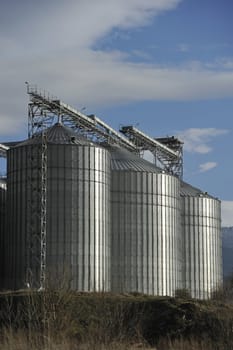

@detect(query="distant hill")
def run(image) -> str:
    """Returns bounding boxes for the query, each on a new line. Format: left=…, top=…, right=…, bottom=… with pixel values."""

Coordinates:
left=222, top=227, right=233, bottom=277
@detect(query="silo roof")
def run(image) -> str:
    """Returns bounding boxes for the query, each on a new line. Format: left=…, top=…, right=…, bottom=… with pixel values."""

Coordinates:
left=16, top=123, right=92, bottom=147
left=180, top=181, right=217, bottom=199
left=109, top=146, right=162, bottom=173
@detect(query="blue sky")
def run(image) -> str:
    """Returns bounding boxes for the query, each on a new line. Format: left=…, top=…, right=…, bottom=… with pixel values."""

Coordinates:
left=0, top=0, right=233, bottom=225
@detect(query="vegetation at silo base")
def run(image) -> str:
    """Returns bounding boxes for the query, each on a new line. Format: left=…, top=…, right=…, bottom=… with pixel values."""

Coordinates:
left=0, top=289, right=233, bottom=350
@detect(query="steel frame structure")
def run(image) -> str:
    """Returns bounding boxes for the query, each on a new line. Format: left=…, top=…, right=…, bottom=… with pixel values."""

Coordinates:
left=0, top=143, right=9, bottom=158
left=26, top=82, right=183, bottom=289
left=27, top=84, right=137, bottom=152
left=120, top=125, right=183, bottom=178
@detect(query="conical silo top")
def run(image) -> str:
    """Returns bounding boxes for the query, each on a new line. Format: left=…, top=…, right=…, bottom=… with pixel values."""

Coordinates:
left=14, top=123, right=92, bottom=146
left=180, top=181, right=216, bottom=199
left=109, top=146, right=162, bottom=173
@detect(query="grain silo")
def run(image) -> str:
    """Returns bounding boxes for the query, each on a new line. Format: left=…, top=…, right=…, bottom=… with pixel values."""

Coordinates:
left=0, top=178, right=6, bottom=288
left=111, top=147, right=181, bottom=296
left=6, top=123, right=110, bottom=291
left=181, top=182, right=222, bottom=299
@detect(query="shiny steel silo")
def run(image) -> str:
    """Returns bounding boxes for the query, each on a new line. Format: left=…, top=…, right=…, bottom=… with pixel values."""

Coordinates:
left=0, top=178, right=6, bottom=288
left=181, top=182, right=222, bottom=299
left=111, top=147, right=181, bottom=296
left=7, top=124, right=110, bottom=291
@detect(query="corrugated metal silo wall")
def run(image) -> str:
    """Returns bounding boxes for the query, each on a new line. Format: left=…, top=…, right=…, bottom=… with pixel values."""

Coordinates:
left=181, top=196, right=223, bottom=299
left=112, top=171, right=182, bottom=296
left=0, top=179, right=6, bottom=288
left=6, top=144, right=110, bottom=291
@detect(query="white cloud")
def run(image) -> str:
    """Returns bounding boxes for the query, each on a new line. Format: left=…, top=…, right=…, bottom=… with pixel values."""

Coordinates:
left=0, top=0, right=233, bottom=138
left=177, top=128, right=229, bottom=154
left=221, top=201, right=233, bottom=227
left=177, top=43, right=190, bottom=52
left=199, top=162, right=217, bottom=173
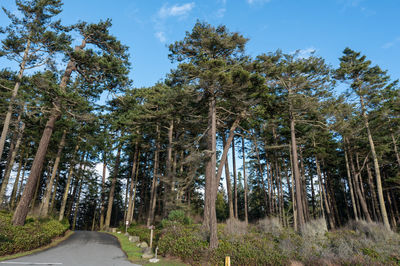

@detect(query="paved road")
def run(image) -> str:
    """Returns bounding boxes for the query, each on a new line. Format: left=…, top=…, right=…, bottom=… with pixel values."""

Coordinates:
left=0, top=231, right=138, bottom=266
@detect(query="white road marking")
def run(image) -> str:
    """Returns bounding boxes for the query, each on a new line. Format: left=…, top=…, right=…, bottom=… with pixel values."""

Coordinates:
left=0, top=261, right=62, bottom=265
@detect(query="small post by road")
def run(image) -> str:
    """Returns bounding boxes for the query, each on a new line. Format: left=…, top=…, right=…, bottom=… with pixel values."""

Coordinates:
left=149, top=225, right=154, bottom=250
left=225, top=256, right=231, bottom=266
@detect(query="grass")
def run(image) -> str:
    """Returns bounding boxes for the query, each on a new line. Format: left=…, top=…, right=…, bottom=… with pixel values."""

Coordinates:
left=107, top=232, right=188, bottom=266
left=0, top=231, right=74, bottom=261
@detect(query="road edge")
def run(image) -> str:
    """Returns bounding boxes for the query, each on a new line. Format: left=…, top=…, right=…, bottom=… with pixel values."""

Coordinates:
left=0, top=230, right=74, bottom=261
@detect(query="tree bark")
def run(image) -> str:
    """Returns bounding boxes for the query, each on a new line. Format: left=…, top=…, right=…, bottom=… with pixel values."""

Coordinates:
left=242, top=136, right=249, bottom=224
left=0, top=39, right=31, bottom=158
left=10, top=149, right=25, bottom=210
left=360, top=95, right=390, bottom=230
left=104, top=143, right=122, bottom=229
left=344, top=144, right=358, bottom=221
left=289, top=109, right=305, bottom=231
left=147, top=124, right=160, bottom=226
left=39, top=130, right=67, bottom=217
left=12, top=39, right=86, bottom=226
left=222, top=134, right=235, bottom=218
left=232, top=137, right=239, bottom=219
left=100, top=153, right=107, bottom=230
left=58, top=144, right=80, bottom=222
left=314, top=156, right=335, bottom=229
left=0, top=123, right=25, bottom=203
left=12, top=112, right=59, bottom=226
left=349, top=143, right=372, bottom=223
left=127, top=141, right=139, bottom=225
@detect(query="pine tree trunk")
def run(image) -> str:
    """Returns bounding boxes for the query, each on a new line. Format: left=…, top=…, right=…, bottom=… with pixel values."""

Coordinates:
left=12, top=39, right=86, bottom=226
left=367, top=163, right=382, bottom=221
left=290, top=111, right=305, bottom=231
left=10, top=148, right=25, bottom=210
left=360, top=95, right=390, bottom=230
left=12, top=112, right=59, bottom=225
left=242, top=136, right=249, bottom=224
left=147, top=124, right=160, bottom=226
left=127, top=142, right=140, bottom=224
left=390, top=130, right=400, bottom=167
left=39, top=130, right=67, bottom=217
left=58, top=144, right=80, bottom=222
left=206, top=96, right=217, bottom=249
left=72, top=178, right=83, bottom=231
left=314, top=156, right=335, bottom=229
left=349, top=143, right=372, bottom=223
left=0, top=38, right=31, bottom=158
left=100, top=154, right=107, bottom=230
left=232, top=137, right=239, bottom=219
left=0, top=123, right=25, bottom=205
left=50, top=171, right=60, bottom=212
left=344, top=144, right=358, bottom=221
left=222, top=134, right=235, bottom=219
left=104, top=143, right=122, bottom=229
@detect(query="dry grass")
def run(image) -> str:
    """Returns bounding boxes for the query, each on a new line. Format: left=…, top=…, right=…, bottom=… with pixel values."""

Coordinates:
left=224, top=218, right=247, bottom=235
left=257, top=217, right=283, bottom=237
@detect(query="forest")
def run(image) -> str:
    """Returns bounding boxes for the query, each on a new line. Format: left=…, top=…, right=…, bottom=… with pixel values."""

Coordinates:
left=0, top=0, right=400, bottom=261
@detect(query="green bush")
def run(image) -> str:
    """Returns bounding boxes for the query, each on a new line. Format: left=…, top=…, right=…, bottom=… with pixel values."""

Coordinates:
left=0, top=213, right=69, bottom=256
left=158, top=224, right=208, bottom=264
left=161, top=210, right=193, bottom=228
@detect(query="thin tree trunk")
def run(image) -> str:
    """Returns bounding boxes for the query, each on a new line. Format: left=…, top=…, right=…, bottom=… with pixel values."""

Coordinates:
left=72, top=178, right=83, bottom=231
left=50, top=171, right=60, bottom=212
left=12, top=39, right=86, bottom=225
left=10, top=148, right=25, bottom=210
left=0, top=38, right=31, bottom=158
left=344, top=144, right=358, bottom=221
left=314, top=156, right=335, bottom=229
left=360, top=95, right=390, bottom=230
left=127, top=142, right=140, bottom=225
left=0, top=123, right=25, bottom=203
left=147, top=124, right=160, bottom=226
left=390, top=130, right=400, bottom=166
left=349, top=143, right=372, bottom=223
left=290, top=109, right=305, bottom=231
left=58, top=147, right=80, bottom=221
left=104, top=142, right=122, bottom=229
left=222, top=134, right=235, bottom=218
left=367, top=163, right=382, bottom=221
left=232, top=137, right=239, bottom=219
left=100, top=153, right=107, bottom=230
left=39, top=130, right=67, bottom=217
left=242, top=136, right=249, bottom=224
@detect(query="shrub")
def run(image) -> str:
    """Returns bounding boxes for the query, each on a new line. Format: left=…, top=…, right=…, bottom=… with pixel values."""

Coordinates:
left=0, top=213, right=69, bottom=256
left=257, top=217, right=283, bottom=237
left=161, top=210, right=192, bottom=228
left=224, top=219, right=247, bottom=235
left=158, top=224, right=208, bottom=263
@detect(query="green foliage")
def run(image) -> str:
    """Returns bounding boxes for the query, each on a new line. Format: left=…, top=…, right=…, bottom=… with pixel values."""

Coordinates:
left=161, top=210, right=193, bottom=228
left=0, top=213, right=69, bottom=256
left=158, top=224, right=208, bottom=263
left=128, top=225, right=161, bottom=247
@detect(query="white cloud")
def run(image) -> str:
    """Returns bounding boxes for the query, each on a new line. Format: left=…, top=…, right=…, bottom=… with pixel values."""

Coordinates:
left=158, top=2, right=195, bottom=18
left=246, top=0, right=271, bottom=5
left=154, top=31, right=167, bottom=43
left=291, top=47, right=317, bottom=58
left=215, top=8, right=226, bottom=18
left=382, top=37, right=400, bottom=49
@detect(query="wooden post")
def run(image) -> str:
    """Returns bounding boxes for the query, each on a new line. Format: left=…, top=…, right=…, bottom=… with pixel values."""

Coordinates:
left=225, top=256, right=231, bottom=266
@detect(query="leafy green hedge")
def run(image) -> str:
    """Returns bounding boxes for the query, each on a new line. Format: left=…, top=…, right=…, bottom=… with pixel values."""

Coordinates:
left=0, top=212, right=69, bottom=256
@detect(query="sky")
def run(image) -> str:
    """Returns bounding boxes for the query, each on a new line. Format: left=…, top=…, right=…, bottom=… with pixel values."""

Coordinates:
left=0, top=0, right=400, bottom=87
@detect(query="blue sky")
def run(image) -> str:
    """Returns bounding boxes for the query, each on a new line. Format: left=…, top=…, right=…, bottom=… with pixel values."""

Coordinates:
left=0, top=0, right=400, bottom=87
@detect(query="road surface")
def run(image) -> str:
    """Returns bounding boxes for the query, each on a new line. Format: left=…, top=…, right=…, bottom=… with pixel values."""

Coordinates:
left=0, top=231, right=138, bottom=266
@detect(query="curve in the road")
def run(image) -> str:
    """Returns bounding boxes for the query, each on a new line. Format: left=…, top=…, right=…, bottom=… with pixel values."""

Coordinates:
left=0, top=231, right=140, bottom=266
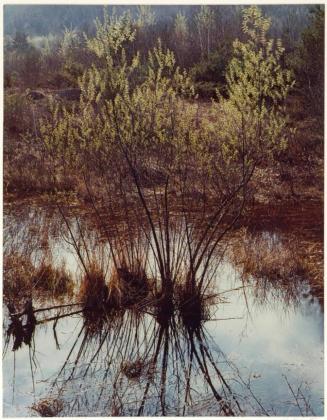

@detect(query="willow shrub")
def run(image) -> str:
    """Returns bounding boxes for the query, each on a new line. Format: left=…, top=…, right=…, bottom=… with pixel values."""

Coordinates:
left=40, top=7, right=292, bottom=300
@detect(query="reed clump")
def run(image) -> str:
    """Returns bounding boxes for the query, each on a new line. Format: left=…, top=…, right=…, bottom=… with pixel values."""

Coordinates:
left=231, top=229, right=308, bottom=281
left=32, top=260, right=73, bottom=297
left=31, top=398, right=64, bottom=417
left=3, top=252, right=73, bottom=302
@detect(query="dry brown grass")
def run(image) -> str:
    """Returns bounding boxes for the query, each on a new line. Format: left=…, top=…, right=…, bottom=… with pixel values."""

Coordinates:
left=3, top=252, right=73, bottom=302
left=31, top=398, right=64, bottom=417
left=231, top=229, right=308, bottom=281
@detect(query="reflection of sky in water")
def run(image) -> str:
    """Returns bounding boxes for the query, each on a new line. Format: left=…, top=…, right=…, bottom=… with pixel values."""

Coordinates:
left=3, top=205, right=323, bottom=416
left=3, top=264, right=323, bottom=416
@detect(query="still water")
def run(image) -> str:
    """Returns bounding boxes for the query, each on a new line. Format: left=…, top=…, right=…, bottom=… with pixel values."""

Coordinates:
left=3, top=204, right=324, bottom=417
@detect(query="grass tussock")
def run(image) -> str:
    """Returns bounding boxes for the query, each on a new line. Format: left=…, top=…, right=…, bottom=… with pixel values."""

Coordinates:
left=31, top=398, right=64, bottom=417
left=3, top=252, right=73, bottom=302
left=231, top=229, right=308, bottom=281
left=79, top=262, right=108, bottom=309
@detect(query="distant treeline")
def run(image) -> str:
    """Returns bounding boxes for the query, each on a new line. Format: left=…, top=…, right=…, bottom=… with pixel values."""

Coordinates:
=-=-=
Pull out and copy each line of the records above that contains the word "trunk".

■ Exercise response:
@detect(query="pine tree trunk")
@detect(query="thin tree trunk")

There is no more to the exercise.